* _Task statement_
Switch "long wooden handle" to "short wooden handle" throughout the lines below, leaving everything else unchanged.

* _Data lines_
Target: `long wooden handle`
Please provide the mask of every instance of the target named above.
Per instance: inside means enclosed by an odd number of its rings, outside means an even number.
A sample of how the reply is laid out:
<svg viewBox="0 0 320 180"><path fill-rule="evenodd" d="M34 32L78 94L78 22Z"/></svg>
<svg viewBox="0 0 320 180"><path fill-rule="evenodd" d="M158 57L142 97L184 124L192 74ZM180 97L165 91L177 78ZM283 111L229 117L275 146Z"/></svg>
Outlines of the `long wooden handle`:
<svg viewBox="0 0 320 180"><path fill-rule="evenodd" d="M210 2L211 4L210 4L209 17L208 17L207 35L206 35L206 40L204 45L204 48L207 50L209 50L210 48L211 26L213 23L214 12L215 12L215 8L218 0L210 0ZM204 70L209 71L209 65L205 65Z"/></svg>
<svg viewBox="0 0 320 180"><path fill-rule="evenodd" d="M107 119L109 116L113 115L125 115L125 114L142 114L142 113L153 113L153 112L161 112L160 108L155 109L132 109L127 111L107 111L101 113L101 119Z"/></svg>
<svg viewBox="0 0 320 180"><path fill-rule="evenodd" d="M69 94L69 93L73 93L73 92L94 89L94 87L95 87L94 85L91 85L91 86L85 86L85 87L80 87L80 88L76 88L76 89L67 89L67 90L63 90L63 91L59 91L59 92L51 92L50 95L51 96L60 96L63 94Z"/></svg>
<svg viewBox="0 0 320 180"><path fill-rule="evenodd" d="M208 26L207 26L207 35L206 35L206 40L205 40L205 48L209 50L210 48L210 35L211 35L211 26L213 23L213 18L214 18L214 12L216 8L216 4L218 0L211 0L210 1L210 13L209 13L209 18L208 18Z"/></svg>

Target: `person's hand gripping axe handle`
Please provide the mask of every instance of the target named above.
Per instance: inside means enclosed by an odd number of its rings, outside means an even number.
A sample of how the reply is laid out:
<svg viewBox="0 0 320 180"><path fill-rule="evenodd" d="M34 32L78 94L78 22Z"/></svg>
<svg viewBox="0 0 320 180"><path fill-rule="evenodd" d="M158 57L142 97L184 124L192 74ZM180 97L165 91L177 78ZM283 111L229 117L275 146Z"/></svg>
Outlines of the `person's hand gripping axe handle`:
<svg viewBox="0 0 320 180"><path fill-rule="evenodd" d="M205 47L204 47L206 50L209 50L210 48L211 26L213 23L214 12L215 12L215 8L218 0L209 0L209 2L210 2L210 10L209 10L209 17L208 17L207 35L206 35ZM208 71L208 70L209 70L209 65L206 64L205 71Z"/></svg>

* _The solution_
Target: `short wooden handle`
Please provide the mask of every instance of the target named above.
Per instance: inside means enclosed by an odd number of its rings, outside means an even number.
A sample of how the reply is laid out:
<svg viewBox="0 0 320 180"><path fill-rule="evenodd" d="M34 32L78 94L78 22Z"/></svg>
<svg viewBox="0 0 320 180"><path fill-rule="evenodd" d="M158 57L142 97L184 124L192 74ZM180 97L165 91L177 78ZM283 111L229 117L275 146Z"/></svg>
Outlines of the `short wooden handle`:
<svg viewBox="0 0 320 180"><path fill-rule="evenodd" d="M210 2L211 4L210 4L209 17L208 17L207 35L206 35L206 40L204 45L204 48L207 50L209 50L210 48L211 26L213 23L214 12L215 12L215 8L218 0L210 0ZM204 70L209 71L209 65L205 65Z"/></svg>
<svg viewBox="0 0 320 180"><path fill-rule="evenodd" d="M107 119L109 116L113 115L125 115L125 114L142 114L142 113L153 113L153 112L161 112L160 108L155 109L132 109L127 111L107 111L101 113L101 119Z"/></svg>
<svg viewBox="0 0 320 180"><path fill-rule="evenodd" d="M69 94L69 93L73 93L73 92L94 89L94 87L95 87L94 85L91 85L91 86L85 86L85 87L80 87L80 88L76 88L76 89L67 89L67 90L63 90L63 91L59 91L59 92L51 92L50 95L51 96L60 96L63 94Z"/></svg>
<svg viewBox="0 0 320 180"><path fill-rule="evenodd" d="M208 26L207 26L207 35L206 35L206 40L205 40L205 48L209 50L210 48L210 35L211 35L211 26L213 23L213 18L214 18L214 12L216 8L216 4L218 0L211 0L210 1L210 13L209 13L209 18L208 18Z"/></svg>

Target: `person's hand gripping axe handle`
Please provide the mask of every instance of the target named above.
Per instance: inside means enclosed by an odd number of its rings, outside means an even number.
A sample of how the reply is laid out:
<svg viewBox="0 0 320 180"><path fill-rule="evenodd" d="M34 32L78 94L78 22Z"/></svg>
<svg viewBox="0 0 320 180"><path fill-rule="evenodd" d="M158 57L142 97L184 124L192 74ZM180 97L165 91L177 78ZM283 111L229 117L275 146Z"/></svg>
Outlines of the `person's hand gripping axe handle`:
<svg viewBox="0 0 320 180"><path fill-rule="evenodd" d="M205 47L204 47L206 50L209 50L210 48L211 26L213 23L214 12L215 12L215 8L218 0L209 0L209 2L210 2L210 10L209 10L209 17L208 17L207 35L206 35ZM208 71L208 70L209 70L209 65L206 64L205 71Z"/></svg>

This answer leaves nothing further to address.